*What is required*
Rewrite the listing below, changing every "tuples" to "pairs" and keeping everything else the same. Leave the pictures out of your version.

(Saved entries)
○ ○ ○
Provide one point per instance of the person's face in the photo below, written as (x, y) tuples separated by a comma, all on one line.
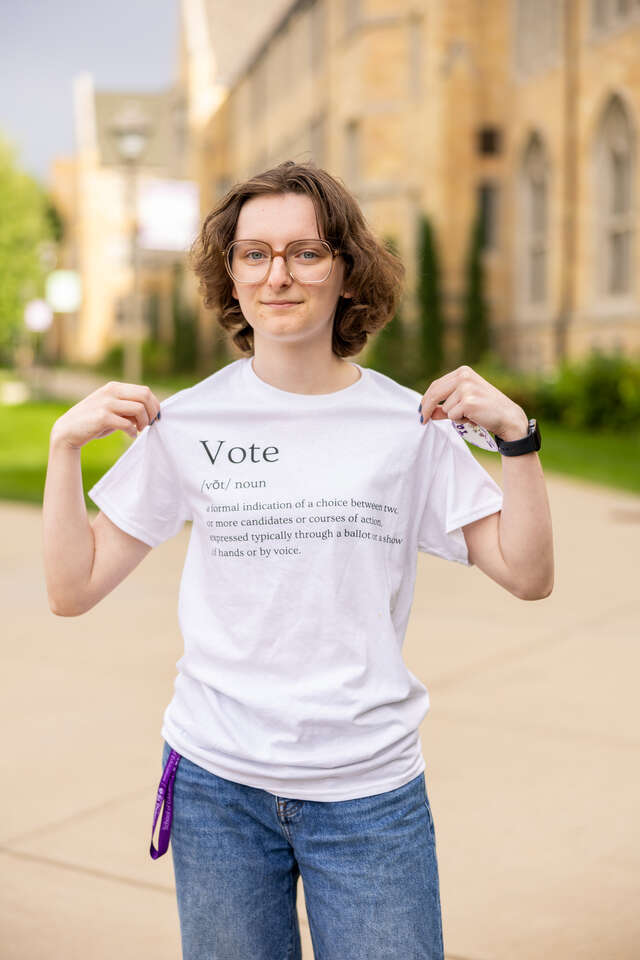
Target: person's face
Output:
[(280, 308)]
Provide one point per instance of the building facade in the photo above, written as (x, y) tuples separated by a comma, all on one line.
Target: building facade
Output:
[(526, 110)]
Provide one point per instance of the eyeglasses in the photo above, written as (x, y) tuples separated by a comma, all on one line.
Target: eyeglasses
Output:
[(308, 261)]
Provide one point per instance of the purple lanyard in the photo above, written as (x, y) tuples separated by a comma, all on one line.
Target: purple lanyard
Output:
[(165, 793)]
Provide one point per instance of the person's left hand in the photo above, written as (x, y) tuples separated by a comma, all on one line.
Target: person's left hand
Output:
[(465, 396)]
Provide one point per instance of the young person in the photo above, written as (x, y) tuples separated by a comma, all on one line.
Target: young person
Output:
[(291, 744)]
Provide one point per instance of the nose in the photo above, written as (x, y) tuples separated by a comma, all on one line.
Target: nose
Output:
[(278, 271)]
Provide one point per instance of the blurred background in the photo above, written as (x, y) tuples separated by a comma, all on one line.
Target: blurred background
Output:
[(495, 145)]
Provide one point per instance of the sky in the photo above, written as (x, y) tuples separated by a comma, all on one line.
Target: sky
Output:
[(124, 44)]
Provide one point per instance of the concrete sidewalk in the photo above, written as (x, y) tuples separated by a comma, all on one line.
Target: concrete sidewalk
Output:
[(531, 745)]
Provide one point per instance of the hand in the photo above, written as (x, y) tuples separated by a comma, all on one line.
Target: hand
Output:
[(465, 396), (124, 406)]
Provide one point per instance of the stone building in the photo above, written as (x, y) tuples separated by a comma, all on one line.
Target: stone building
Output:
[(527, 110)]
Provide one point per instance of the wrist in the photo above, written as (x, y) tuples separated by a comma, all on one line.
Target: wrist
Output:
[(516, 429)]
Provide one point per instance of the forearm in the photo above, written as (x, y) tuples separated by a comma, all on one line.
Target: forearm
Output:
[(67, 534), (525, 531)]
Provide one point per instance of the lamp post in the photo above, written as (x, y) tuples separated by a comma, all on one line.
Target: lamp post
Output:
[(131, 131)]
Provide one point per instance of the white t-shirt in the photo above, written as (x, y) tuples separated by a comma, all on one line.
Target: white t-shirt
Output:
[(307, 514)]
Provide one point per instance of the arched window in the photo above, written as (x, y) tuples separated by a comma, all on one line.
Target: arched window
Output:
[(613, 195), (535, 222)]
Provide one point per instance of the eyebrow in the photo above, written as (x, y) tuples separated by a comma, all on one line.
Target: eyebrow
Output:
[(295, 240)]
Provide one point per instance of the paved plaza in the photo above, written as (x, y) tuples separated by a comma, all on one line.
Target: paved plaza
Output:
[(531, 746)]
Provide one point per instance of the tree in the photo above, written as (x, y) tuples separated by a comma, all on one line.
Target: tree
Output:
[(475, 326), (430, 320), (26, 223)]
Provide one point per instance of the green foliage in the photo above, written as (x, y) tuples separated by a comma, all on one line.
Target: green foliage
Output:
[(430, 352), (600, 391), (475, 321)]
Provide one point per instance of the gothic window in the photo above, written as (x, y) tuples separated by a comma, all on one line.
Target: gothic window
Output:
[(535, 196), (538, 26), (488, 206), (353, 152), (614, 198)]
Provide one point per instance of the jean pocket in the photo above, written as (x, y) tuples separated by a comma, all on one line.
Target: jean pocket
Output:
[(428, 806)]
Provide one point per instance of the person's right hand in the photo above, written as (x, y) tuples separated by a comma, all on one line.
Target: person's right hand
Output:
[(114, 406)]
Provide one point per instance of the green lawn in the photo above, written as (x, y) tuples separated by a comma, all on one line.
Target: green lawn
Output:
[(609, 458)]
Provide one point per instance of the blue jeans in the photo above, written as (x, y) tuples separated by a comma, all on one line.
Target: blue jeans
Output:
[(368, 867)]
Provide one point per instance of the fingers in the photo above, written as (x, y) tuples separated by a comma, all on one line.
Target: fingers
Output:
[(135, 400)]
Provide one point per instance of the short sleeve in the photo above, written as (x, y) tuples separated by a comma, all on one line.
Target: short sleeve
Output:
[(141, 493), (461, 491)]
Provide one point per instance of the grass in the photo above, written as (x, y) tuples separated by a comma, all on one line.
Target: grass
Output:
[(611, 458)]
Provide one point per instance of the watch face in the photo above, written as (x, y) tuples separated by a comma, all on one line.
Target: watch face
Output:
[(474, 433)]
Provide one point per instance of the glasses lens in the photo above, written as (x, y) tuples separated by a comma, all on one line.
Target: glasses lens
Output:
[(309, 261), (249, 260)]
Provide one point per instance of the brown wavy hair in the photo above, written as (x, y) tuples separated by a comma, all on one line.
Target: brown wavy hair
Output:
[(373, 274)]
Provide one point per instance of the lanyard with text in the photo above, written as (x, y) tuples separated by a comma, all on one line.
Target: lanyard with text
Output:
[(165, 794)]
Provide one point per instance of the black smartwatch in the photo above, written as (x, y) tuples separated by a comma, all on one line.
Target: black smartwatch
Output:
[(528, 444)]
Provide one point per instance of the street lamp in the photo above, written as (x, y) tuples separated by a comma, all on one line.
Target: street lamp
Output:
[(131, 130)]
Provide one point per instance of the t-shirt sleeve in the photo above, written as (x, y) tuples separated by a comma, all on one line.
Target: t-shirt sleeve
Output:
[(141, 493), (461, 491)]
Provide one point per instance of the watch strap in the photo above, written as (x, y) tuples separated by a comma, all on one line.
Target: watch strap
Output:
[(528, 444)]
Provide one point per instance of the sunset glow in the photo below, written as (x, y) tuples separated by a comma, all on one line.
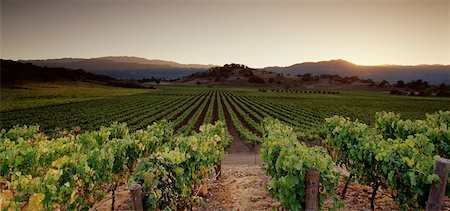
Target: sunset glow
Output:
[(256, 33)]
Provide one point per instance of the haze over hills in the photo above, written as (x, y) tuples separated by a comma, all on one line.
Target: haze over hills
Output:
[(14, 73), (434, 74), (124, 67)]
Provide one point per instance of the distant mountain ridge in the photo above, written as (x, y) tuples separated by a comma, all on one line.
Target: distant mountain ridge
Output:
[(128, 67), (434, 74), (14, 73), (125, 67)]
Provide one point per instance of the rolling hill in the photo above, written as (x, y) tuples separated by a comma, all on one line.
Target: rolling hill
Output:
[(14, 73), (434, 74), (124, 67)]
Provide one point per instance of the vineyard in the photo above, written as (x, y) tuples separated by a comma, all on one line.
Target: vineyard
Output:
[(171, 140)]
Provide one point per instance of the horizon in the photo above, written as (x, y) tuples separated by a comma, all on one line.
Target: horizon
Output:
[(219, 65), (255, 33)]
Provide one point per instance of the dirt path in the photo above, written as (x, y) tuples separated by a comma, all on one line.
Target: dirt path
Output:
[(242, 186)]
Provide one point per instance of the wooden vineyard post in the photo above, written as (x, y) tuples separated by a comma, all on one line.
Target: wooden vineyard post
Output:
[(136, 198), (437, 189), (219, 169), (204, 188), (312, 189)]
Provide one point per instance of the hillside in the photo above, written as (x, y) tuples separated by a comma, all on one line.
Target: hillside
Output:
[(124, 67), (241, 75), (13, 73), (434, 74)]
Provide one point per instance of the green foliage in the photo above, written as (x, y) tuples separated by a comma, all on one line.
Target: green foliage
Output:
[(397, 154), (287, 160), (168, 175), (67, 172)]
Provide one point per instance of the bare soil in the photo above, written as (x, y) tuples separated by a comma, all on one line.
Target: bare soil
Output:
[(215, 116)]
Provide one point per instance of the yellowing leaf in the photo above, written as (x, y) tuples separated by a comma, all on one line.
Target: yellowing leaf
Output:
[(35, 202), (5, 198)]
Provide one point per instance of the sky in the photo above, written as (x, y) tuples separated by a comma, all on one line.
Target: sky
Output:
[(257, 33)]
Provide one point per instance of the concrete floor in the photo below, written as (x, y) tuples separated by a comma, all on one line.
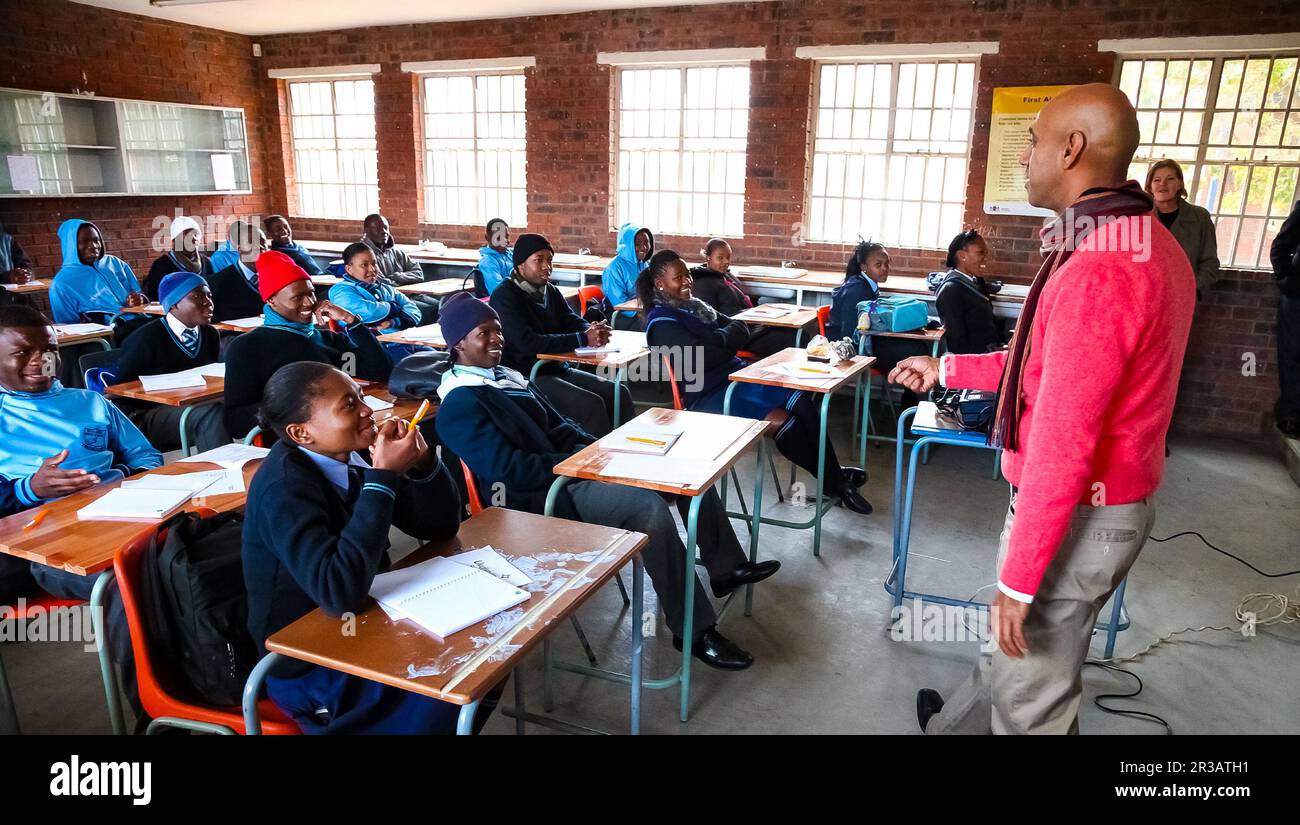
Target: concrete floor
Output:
○ ○ ○
*Completed exercise*
Provide one point per instance of the person's face in the photo below, written as (x, y) pairs separated by a comma, all on one line.
Target: person's face
Output:
[(280, 308)]
Provide one point per instance of the building facade in the photo above, written as (x, y) pairs separated by a comma, all on one line.
Target: building facade
Output:
[(526, 110)]
Provide one point per instance of the eyeglasses in the photo above, written as (x, y) pairs separated by a comma, all on one line.
Target: eyeglasses
Output:
[(308, 261)]
Provide one point per instance of the purple lanyard in the photo above, written as (x, y) pairs separated by a comma, all on one line.
Target: purple lanyard
Output:
[(165, 793)]
Provide one point per instance of the person's left hand in the photo above, written as (x, y) pairs separated by a comma, all on one line.
Target: person's left hand
Output:
[(465, 396)]
Provide one point per instance of the young person in the photo above, written as (x, y) pairs separated by a comma, all on one line.
Target: young person
Output:
[(291, 744)]
Provide one point per instance of the nose in the photo above, written as (x, y) pairs separated by a comma, all on one line.
Target: nose
Output:
[(278, 271)]
Provide one point per instance of the blurred background in the photo above, written as (x, y) pairs separated by a comma, all on one line.
Target: blurred background
Output:
[(495, 145)]
Provide one point per instance of the sky in the photo above, written as (x, y) pairs separated by a comma, all on one line.
Target: sky
Output:
[(124, 44)]
Provide one point per instance of the concrete sidewalk in the photo above, written as (x, y) pairs separated by a comma, all on one line.
Target: concrete sidewalk
Output:
[(531, 745)]
Provide one point per instance of the hand in the photo above, written as (x, y) pairs separated by a comma, all on one line.
Target: hand
Output:
[(465, 396), (124, 406)]
Provide one point per instance of the stone building in the photo above, written as (x, y) pairs separated by a comma, all on one line.
Target: stone building
Output:
[(527, 110)]
Provide one point per instance of the wrist in the photo above, written as (x, y) pairs separated by a comma, all on one line.
Target: wrist
Output:
[(516, 429)]
Provide one point per instance of the forearm in the photo above, written as (x, y) pairs separated by a comma, all on one line.
Target: forearm
Output:
[(67, 534), (525, 531)]
Provide one point per instance of the lamp post in the photo above, written as (x, y) pairs separated by a comma, all on one line.
Target: lamp post
Output:
[(131, 131)]
Provide one point per instance of the white t-shirt in the photo above, written as (x, y) pairs separated by a comma, all on one line.
Target: white t-shirt
Output:
[(307, 514)]
Provide one point per instance of the arched window in the photo above, written as (x, y) pairs separated by a comma, all on one line.
Target: arched window
Output:
[(613, 195), (535, 222)]
Provide one point per instance of the eyebrow in the photo above, written as (x, y) pairs separated by a comma, all on one line.
Target: eyebrow
Output:
[(295, 240)]
Provide one point per instance of the paved plaza in the photo above, written as (x, y) pairs separated by a comma, all on one line.
Target: paved plaza
Output:
[(531, 746)]
Provide one point per instance of the tree in the photo above, written as (x, y) pairs separated by a comma, all on one line.
Target: tree
Output:
[(475, 326), (430, 320), (26, 223)]
Provide one point per instance of the green foliage in the photo above, written as (x, y) pairs separated by a comma, all on one line.
Target: green foliage
Output:
[(430, 352), (600, 391), (475, 321)]
Provide one point per instance of the gothic window in the photo above, written as (x, y) pairs separated by a comma, all on one line.
Target: gothic window
Output:
[(535, 196), (538, 26), (488, 206), (353, 152), (614, 198)]
Provide one point per instance of the jean pocket in the photo above, written as (x, y) pairs separated by a comma, all on one line.
Target: jean pocket
Output:
[(428, 806)]
Provide one point per instance of the person's right hand in the photo above, written as (x, y) pairs separated by a comma, all on one line.
Target: person's right hand
Output:
[(114, 406)]
Provide one point per instance of the green lawn in the photo above, written as (x, y) pairs separated by a comma, all on one line.
Target: green lawn
Output:
[(609, 458)]
Provide one point per instance of the blue jeans in the photo above, written as (x, y) pairs separated by a comma, all on one line.
Target: blue jeans
Output:
[(368, 867)]
Provide one point per instance of the fingers in the photo above, written as (x, y) pairs separated by a comma, all on one line.
Target: fingers
Output:
[(135, 400)]
Provide one point per instance of the short sleeve in the photo above, written as (x, y) pairs separated by a comma, all on one line.
Target: short sleeve
Output:
[(141, 493), (461, 491)]
Provide one point per instance of the grass in the photo above, written as (x, y) pairs separated by a comma, all on one line.
Target: grass
Output:
[(611, 458)]
Provide one point per instance of the watch face in the photo above, written as (x, y) pairs separated by a comma, all on one line.
Target: watch face
Output:
[(474, 433)]
Provide one point per instance of the glasses lens in the photo above, written as (x, y) pairs separated by a comma, all on one line.
Target: glasses lens
Output:
[(309, 261), (249, 260)]
Provide one point per instance of the brown wavy hair in the photo above, written as (x, y) pairs separated by a comma, all on one line.
Target: brown wavy hair
Output:
[(373, 274)]
Provide one point per instance of the lanyard with text in the photo above, written as (x, y) pairs separated by a comma, all on one line.
Target: lanyard with text
Output:
[(165, 794)]
Provide one point per instance of the black smartwatch in the photo above, written as (x, y) pairs separated by a comma, all on one line.
Target: black smartwatch
Output:
[(528, 444)]
Provide one point per instance of the street lamp in the photo above, written as (x, y) pairs separated by a comma, all on one line.
Target: street lamp
Output:
[(131, 130)]
Provide one point per instance of the t-shirt sleeve in the photo above, written as (x, y) pairs separated by a comma, all on one line.
Target: t-shirt sleeve
Output:
[(141, 493), (461, 491)]
Provide one point per instance of the watch strap in the photo above, written as (x, y) pairs separated by a comma, all on one line.
Target: watch strap
Output:
[(528, 444)]
Provide one point per instance of the sunset glow in the photo below, written as (x, y) pairs separated by a comma, all on one line.
Target: sunset glow
Output:
[(256, 33)]
Provide one point per instance of the haze over hills in the photo above, written as (x, y) pairs separated by a comma, all on one line.
Target: haze over hills
Output:
[(14, 73), (434, 74), (124, 67)]
Provide one point per instance of the distant mountain ridge in the photo above, written as (x, y) pairs separated by a comma, all on one line.
Target: distant mountain ridge
Output:
[(128, 67), (434, 74), (14, 73), (125, 67)]
Provide one point per instance of the rolling hill in the photo above, written as (x, y) pairs separated by a comma, all on one line.
Target: rolling hill
Output:
[(14, 73), (434, 74), (124, 67)]
Provide one point per instance of the vineyard in the photo above, written as (x, y) pairs separated by a comma, all on one line.
Target: vineyard
Output:
[(171, 140)]
Provide one point per instance of the horizon in the photo above, written as (x, y) pairs separated by a comma, all on one line.
Target: horizon
Output:
[(219, 65), (255, 33)]
Provide one point per instance of the dirt path in the photo above, written as (x, y) pairs separated by a comma, all on one line.
Target: dirt path
Output:
[(242, 186)]
Provide one point per instance of the wooden vineyard post in the photo above, written as (x, y) pairs separated by a comma, all on one line.
Target: wooden vineyard post
Output:
[(136, 198), (437, 189), (219, 169), (204, 188), (312, 189)]
Provide one point per instance of the hillside in the photo above, written as (x, y) pairs separated by a comma, all on one line.
Target: hillside
Output:
[(124, 67), (241, 75), (13, 73), (434, 74)]
Provide one point per instance of the green foliage in the photo above, written as (x, y) pairs separated by a comma, all on one line.
Target: green foliage
Output:
[(397, 154), (287, 160), (168, 175), (67, 172)]
Provide one point per instance of the bare soil in the photo above, written as (x, y) pairs separated by a comma, all on one line.
Target: bare soil
Output:
[(215, 116)]
Provide one point per instance of the yellowing leaf in the photo above, written as (x, y) pairs separated by a comma, all on one line.
Target: yellowing leaf
Output:
[(35, 202), (5, 198)]
Provide one point per instance of the sky in the photo above, written as (x, y) pairs separated by a comma, all on one line.
Target: sky
Output:
[(257, 33)]
Provide one point per instance of the concrete floor in the photo below, written as (x, y) pairs separated by a comma, all on one line.
Target: concrete floor
Output:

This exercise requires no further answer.